──────── Supplied records ────────
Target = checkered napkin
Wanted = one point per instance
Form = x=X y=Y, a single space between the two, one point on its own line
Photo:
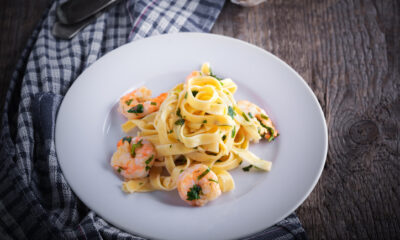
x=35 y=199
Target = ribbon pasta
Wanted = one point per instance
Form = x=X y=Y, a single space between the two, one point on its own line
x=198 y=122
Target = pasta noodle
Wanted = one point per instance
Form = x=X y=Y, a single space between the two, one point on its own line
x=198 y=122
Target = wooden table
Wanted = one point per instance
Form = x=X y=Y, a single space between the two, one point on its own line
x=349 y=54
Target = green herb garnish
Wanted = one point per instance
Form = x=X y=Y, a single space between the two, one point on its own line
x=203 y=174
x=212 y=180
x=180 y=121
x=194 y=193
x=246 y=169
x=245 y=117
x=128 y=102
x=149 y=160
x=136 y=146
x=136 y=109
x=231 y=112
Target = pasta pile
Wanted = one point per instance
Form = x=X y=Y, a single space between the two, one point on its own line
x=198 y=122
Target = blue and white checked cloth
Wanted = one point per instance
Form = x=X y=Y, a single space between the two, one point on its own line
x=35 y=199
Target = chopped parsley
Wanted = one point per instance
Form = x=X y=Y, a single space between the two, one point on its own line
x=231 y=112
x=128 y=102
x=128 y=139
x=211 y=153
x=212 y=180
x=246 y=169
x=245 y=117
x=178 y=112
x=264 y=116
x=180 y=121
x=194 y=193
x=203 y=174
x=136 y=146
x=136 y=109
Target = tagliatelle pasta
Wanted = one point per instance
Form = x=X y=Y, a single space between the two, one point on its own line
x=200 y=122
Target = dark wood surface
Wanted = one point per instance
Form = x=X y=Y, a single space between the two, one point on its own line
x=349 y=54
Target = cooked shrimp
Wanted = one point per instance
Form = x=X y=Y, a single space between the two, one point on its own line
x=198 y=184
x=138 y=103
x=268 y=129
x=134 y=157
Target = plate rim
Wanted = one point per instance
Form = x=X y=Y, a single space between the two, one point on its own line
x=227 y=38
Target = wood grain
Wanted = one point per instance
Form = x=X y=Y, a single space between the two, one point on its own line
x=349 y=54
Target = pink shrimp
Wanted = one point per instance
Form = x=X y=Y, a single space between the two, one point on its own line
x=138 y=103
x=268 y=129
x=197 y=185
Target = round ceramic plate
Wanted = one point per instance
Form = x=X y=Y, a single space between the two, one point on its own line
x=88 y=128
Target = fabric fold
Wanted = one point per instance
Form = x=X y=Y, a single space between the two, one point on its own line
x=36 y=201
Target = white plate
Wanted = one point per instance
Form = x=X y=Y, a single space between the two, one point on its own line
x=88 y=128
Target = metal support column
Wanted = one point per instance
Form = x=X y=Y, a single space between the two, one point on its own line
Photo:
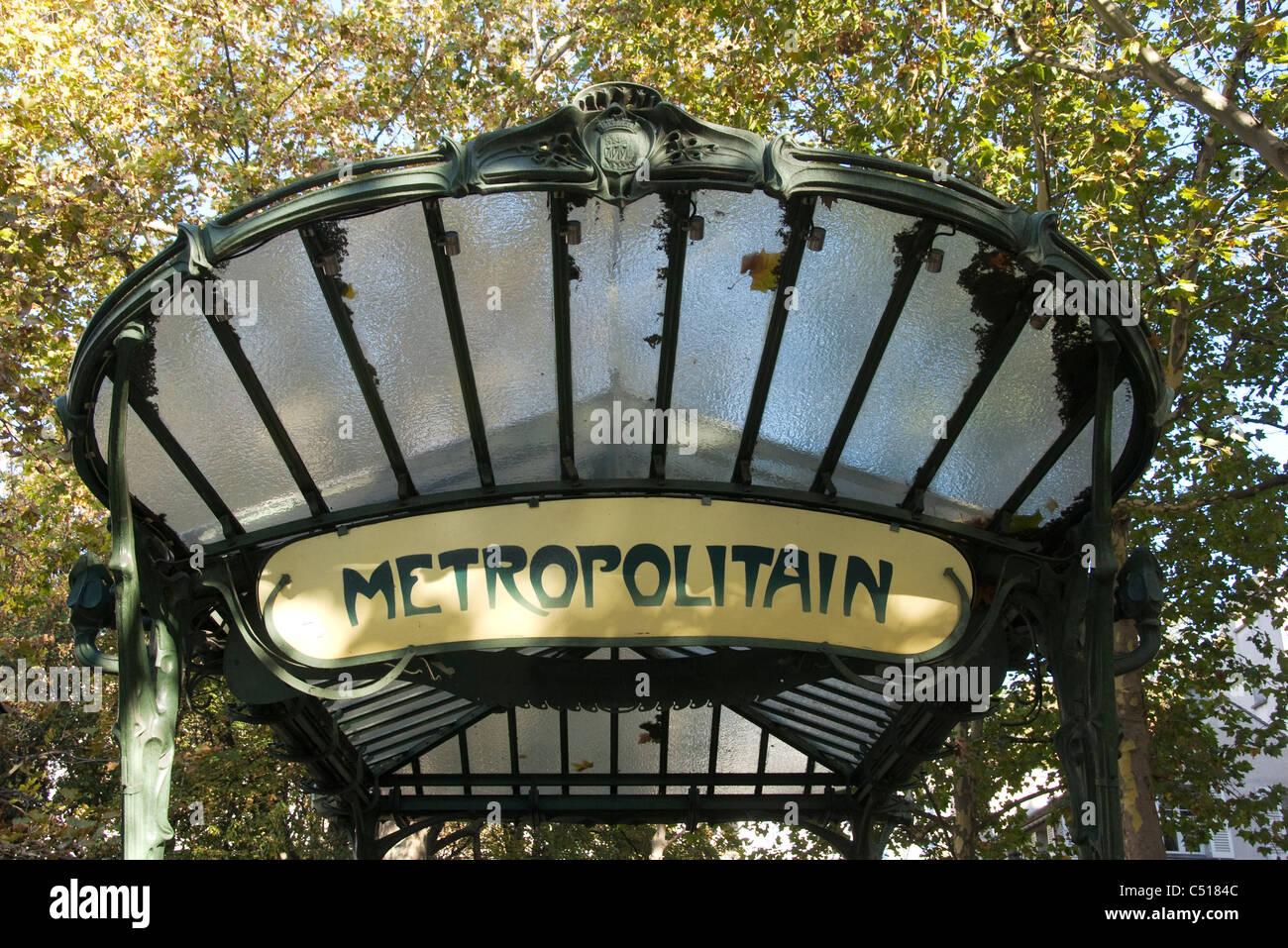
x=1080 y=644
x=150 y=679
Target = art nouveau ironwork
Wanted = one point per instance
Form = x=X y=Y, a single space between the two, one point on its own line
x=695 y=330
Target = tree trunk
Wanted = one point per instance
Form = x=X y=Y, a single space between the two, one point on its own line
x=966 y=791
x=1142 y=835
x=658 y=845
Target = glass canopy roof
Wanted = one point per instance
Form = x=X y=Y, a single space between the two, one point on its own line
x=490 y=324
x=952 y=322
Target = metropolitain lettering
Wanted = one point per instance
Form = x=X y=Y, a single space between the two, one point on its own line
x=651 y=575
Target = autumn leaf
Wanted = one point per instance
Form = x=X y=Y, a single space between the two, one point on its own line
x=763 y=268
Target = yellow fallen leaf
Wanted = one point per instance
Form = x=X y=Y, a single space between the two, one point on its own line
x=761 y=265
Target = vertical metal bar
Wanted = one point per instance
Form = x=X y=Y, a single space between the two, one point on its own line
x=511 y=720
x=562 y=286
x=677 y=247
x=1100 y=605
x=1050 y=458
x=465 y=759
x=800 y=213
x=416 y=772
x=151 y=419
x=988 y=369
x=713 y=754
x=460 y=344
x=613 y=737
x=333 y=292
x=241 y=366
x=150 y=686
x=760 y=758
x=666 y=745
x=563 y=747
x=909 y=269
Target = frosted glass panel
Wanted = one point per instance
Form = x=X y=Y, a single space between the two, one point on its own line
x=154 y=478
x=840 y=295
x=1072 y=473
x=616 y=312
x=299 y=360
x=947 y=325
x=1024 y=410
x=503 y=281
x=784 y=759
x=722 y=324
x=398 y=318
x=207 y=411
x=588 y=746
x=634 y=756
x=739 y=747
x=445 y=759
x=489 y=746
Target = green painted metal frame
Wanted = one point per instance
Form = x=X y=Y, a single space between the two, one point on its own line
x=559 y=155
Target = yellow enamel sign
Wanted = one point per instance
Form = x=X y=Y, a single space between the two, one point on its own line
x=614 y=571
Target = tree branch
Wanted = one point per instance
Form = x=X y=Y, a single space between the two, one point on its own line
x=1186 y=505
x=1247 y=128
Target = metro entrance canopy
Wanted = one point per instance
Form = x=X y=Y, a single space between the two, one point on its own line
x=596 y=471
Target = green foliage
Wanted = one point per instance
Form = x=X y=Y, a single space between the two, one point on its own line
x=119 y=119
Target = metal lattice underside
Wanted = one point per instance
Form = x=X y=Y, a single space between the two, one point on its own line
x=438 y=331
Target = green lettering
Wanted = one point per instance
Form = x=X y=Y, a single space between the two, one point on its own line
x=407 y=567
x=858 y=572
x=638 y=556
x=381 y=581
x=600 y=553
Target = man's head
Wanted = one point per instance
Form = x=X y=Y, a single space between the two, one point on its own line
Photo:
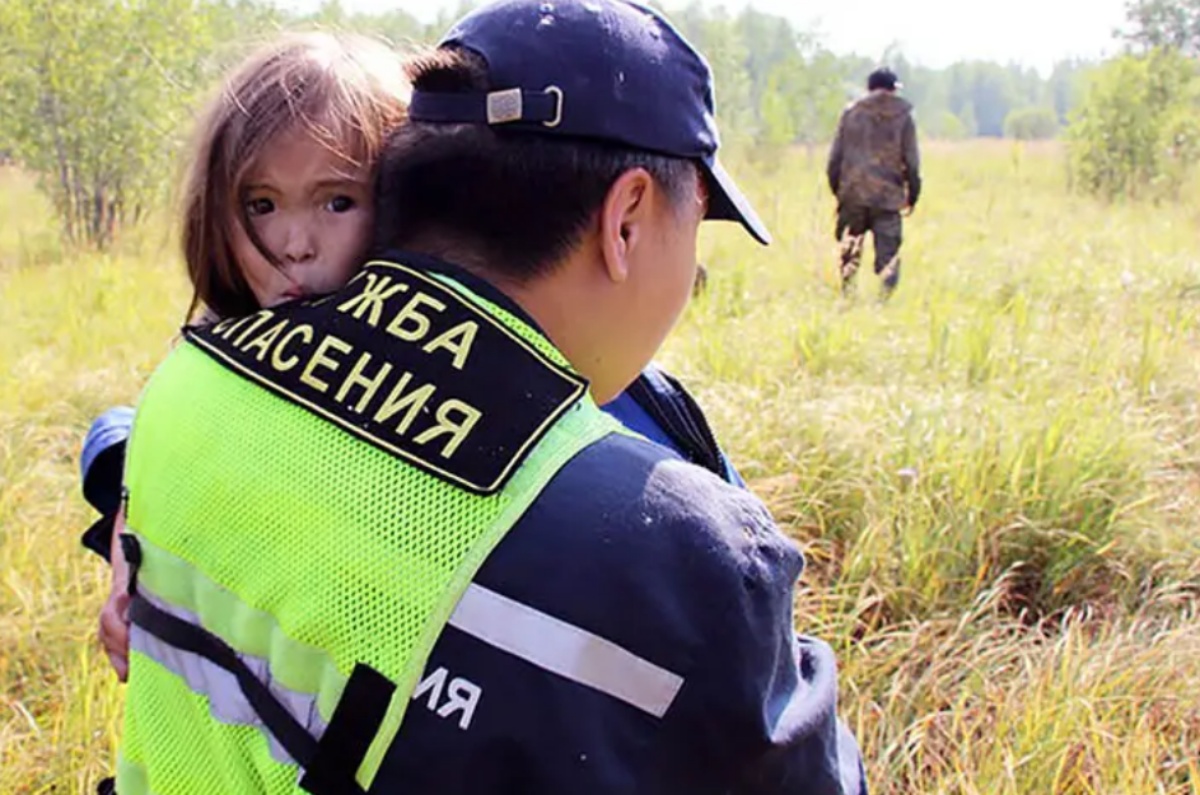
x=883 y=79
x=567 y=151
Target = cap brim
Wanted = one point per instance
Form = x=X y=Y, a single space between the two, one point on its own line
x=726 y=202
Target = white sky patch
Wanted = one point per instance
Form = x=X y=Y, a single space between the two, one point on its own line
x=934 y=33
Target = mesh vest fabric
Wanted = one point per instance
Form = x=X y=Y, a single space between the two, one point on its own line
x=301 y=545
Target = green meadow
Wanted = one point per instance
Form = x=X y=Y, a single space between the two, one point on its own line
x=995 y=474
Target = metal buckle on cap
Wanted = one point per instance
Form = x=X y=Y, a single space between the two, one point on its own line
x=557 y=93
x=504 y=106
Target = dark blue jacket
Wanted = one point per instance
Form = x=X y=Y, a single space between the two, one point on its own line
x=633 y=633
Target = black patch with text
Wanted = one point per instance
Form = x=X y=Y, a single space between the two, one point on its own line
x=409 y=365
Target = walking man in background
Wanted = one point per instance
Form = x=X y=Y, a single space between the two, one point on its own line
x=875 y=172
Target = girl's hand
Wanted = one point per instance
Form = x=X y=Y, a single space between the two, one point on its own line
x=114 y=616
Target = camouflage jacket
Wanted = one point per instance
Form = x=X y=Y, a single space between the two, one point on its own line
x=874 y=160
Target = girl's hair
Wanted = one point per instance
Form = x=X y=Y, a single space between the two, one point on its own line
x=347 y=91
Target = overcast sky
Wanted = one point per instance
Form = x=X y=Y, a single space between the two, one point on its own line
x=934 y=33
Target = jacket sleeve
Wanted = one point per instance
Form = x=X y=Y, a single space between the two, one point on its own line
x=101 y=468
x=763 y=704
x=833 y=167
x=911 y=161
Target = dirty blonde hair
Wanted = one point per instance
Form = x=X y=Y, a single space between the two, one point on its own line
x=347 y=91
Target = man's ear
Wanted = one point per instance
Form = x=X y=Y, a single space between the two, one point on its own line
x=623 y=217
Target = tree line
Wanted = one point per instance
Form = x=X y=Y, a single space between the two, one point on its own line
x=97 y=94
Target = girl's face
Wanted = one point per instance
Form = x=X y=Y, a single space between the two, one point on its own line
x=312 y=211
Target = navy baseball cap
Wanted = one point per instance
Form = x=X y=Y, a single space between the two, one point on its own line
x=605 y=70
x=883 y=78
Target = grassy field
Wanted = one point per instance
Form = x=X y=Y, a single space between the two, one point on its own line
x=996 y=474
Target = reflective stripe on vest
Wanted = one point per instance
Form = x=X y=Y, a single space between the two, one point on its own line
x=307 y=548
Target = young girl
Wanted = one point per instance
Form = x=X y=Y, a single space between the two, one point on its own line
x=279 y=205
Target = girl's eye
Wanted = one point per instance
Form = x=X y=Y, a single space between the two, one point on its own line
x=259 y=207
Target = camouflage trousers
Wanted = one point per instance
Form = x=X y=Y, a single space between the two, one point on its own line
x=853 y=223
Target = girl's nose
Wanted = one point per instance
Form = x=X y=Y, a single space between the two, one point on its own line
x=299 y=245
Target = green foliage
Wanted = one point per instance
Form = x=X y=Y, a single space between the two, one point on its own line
────────
▶ _Problem details_
Reproduce the rows starting at the line that contains "Target = frosted glass panel" and ending at the line that contains "x=119 y=119", with "metro" changed to "subway" and nothing else altered.

▶ _Full output_
Target = frosted glass panel
Wanted = one point per instance
Form = x=X y=Y, a single space between the two, one point on its own line
x=154 y=478
x=840 y=295
x=1072 y=473
x=616 y=312
x=299 y=360
x=947 y=325
x=1024 y=410
x=503 y=281
x=784 y=759
x=722 y=324
x=398 y=318
x=207 y=411
x=588 y=746
x=634 y=756
x=739 y=747
x=445 y=759
x=489 y=746
Target = green painted metal frame
Wanted = one point per instance
Form = x=X y=Y, a single space between the two, one point on its own line
x=559 y=155
Target = yellow enamel sign
Wanted = one point per instance
Form = x=X y=Y, a single space between the two, one point on its own line
x=614 y=571
Target = tree branch
Wanted = one point per instance
Form = x=X y=Y, a single space between the two, one point on its own line
x=1186 y=505
x=1247 y=128
Target = subway entrance canopy
Wanted = one point per instance
Form = x=X y=Y, a single space between the two, one point on its own line
x=596 y=471
Target = green foliage
Wanted = one point per instance
Form = x=X y=Y, a single space between the two, one point on its own line
x=119 y=119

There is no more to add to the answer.